#### Work required:
Only a number is expected here: the count of lines in this data where "lamp" occurs.

*** Opening of Recorded information ***

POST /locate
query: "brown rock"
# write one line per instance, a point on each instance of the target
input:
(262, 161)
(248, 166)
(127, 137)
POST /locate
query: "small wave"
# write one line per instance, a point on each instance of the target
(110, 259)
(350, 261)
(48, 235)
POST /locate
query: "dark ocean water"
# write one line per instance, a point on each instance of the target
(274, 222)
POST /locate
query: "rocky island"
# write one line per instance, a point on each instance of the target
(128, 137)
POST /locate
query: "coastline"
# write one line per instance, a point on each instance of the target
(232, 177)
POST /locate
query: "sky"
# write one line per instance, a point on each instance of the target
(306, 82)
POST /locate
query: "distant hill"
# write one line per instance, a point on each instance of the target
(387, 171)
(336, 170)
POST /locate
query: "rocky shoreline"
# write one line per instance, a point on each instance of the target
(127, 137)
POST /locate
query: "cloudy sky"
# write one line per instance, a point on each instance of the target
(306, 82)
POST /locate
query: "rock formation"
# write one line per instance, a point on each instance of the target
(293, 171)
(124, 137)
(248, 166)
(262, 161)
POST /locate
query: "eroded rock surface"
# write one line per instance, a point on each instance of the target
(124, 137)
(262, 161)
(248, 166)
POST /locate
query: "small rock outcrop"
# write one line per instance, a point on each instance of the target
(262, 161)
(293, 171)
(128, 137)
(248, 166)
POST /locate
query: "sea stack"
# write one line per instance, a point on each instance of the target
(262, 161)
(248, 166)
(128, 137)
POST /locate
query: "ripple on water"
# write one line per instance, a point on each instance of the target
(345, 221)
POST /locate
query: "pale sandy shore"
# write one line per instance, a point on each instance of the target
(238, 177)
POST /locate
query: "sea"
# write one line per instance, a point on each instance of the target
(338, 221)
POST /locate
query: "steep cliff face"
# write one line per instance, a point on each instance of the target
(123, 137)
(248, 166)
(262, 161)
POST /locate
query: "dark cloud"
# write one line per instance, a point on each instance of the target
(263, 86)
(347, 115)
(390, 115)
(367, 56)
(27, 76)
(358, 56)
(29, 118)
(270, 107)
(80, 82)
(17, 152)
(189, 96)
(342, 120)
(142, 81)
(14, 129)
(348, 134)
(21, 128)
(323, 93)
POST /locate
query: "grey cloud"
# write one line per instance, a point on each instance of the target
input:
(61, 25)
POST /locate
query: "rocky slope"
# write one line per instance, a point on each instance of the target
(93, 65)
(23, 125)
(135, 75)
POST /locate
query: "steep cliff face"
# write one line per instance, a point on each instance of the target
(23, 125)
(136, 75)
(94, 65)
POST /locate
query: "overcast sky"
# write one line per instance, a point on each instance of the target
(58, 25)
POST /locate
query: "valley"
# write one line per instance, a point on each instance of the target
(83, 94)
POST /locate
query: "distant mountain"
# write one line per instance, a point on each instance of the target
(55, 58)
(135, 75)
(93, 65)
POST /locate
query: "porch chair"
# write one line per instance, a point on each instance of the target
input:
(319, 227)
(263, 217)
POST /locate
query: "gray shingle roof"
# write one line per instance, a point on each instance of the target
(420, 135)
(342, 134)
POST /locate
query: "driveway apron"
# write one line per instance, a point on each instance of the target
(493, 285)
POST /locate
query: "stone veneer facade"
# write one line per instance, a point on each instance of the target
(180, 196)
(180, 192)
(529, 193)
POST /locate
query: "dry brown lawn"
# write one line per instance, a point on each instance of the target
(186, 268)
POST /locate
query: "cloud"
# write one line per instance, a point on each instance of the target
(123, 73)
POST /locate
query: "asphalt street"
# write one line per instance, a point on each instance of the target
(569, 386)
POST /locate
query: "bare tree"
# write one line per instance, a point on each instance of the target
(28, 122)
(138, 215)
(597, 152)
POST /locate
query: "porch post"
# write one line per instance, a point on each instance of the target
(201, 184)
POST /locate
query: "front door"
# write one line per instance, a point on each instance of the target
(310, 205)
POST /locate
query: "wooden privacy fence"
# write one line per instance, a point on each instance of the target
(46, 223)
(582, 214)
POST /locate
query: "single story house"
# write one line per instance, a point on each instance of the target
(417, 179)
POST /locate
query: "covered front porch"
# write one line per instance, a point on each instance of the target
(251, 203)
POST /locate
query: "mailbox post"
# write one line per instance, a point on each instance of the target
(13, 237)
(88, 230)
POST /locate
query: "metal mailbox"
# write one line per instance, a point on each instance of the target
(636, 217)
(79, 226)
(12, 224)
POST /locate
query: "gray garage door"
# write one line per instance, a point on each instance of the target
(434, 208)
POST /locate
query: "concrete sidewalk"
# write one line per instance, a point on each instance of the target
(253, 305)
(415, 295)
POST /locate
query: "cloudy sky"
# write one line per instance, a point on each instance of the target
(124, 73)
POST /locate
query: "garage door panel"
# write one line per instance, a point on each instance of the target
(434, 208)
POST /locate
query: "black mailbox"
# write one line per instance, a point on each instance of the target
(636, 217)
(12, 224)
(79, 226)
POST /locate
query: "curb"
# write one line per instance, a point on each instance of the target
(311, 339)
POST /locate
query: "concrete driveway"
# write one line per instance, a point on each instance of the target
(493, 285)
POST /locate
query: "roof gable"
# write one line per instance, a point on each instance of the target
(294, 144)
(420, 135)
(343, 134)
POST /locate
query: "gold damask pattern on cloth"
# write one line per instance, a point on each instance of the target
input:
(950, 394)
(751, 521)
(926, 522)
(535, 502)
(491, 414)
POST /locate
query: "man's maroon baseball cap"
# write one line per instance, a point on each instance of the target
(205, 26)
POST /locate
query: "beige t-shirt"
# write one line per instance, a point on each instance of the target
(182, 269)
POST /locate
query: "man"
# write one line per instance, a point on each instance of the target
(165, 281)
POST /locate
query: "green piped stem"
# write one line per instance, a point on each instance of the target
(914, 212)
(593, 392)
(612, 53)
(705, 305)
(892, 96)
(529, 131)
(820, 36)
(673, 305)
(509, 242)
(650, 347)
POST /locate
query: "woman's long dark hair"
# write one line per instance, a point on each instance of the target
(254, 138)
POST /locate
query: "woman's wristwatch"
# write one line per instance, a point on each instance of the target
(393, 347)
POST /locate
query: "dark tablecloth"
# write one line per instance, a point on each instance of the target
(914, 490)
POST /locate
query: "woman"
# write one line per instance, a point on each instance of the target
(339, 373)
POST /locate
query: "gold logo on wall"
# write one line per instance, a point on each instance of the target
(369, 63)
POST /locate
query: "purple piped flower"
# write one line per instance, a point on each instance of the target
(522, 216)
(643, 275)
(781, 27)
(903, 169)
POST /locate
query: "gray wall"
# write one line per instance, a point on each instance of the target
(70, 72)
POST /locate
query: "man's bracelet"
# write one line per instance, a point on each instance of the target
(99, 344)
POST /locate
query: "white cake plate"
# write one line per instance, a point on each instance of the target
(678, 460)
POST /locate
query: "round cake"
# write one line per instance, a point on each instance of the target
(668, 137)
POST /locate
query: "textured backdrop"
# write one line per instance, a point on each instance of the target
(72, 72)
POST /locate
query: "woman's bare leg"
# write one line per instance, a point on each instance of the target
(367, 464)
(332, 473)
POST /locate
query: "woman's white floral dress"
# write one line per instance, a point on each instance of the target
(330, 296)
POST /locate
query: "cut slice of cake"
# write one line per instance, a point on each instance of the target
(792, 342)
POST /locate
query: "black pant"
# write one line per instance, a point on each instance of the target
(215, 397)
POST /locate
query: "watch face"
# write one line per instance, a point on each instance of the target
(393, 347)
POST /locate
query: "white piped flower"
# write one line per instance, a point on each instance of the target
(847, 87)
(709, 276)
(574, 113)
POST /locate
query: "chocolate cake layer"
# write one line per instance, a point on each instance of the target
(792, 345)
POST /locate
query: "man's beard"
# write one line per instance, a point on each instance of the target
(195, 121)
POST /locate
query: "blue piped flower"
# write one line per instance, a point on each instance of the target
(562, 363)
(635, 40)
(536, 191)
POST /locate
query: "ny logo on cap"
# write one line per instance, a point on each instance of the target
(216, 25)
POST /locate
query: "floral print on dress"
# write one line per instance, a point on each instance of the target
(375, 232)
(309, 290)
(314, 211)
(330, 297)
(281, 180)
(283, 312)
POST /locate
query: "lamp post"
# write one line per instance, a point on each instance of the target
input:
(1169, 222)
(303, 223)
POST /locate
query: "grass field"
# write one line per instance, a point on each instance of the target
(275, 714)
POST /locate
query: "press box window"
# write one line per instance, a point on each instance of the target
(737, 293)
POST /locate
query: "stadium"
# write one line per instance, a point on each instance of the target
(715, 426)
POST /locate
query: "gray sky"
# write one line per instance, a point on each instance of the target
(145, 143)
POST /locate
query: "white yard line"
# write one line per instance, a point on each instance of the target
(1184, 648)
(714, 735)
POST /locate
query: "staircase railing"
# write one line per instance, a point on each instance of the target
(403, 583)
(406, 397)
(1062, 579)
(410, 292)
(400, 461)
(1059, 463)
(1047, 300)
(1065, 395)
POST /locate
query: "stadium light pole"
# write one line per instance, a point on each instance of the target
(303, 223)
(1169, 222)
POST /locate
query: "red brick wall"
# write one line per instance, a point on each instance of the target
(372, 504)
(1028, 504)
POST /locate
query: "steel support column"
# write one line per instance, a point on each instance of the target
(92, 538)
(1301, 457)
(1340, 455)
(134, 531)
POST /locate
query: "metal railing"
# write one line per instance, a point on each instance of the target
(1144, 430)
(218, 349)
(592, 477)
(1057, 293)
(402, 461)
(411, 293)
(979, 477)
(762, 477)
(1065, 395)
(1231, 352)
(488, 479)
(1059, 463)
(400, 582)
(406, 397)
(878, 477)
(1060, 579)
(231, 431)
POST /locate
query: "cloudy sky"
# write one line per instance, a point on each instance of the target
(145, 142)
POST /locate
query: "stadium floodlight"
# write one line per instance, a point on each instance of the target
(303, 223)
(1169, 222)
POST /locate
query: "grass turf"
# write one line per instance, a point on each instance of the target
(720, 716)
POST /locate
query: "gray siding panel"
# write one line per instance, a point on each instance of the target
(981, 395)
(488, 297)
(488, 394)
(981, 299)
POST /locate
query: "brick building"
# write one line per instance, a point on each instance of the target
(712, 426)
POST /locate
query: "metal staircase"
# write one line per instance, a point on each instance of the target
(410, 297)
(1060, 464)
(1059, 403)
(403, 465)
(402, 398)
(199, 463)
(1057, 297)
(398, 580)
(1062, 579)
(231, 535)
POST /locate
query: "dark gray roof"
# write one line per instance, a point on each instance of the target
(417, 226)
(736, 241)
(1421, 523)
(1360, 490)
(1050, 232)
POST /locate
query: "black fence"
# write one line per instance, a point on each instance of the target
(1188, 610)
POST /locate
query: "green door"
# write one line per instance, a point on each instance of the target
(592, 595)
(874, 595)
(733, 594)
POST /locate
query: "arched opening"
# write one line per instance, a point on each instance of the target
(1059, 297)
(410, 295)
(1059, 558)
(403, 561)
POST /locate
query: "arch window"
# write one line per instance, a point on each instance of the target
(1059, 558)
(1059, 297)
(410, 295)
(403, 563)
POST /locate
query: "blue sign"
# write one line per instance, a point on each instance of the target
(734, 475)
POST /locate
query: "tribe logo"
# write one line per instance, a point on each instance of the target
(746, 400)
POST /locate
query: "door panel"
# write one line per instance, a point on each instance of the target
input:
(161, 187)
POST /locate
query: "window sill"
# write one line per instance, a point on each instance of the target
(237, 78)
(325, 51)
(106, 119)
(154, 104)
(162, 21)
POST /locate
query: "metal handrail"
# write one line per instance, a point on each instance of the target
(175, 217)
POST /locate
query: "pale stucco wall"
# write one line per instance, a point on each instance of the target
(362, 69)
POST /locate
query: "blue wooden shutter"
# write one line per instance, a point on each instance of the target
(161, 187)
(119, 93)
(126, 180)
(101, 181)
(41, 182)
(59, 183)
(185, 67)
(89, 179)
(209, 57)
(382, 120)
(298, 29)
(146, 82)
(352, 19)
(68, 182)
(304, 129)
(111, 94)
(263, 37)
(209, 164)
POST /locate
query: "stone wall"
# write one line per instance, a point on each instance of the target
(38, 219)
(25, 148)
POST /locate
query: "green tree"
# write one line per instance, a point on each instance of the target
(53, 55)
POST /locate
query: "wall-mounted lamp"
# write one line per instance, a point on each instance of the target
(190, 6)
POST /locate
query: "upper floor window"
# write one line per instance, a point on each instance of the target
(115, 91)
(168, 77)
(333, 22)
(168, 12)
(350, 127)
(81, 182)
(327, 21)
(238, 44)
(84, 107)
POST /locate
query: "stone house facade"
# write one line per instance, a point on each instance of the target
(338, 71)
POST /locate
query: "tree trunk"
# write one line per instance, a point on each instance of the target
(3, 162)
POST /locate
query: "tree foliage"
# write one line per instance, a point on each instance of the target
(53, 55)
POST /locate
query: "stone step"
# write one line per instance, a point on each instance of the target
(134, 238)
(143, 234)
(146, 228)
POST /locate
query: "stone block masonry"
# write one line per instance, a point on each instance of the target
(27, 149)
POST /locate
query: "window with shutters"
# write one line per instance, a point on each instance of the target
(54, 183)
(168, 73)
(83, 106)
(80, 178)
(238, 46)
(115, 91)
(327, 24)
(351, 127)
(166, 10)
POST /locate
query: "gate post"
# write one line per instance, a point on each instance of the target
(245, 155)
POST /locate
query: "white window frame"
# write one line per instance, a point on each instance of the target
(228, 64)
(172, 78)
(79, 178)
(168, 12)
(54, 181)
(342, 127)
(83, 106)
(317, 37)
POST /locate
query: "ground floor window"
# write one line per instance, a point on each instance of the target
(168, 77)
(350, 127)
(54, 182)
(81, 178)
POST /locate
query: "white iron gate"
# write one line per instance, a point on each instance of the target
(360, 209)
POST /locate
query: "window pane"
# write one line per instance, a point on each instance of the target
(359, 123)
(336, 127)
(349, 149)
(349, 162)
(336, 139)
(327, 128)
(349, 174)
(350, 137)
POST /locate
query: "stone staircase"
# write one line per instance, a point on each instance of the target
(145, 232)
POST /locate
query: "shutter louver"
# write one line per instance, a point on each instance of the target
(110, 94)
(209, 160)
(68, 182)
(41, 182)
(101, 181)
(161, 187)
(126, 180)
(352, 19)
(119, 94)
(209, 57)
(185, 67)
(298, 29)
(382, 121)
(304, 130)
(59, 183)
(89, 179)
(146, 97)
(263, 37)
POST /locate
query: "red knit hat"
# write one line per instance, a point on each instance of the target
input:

*** Close of Recorded information ***

#### Output for this task:
2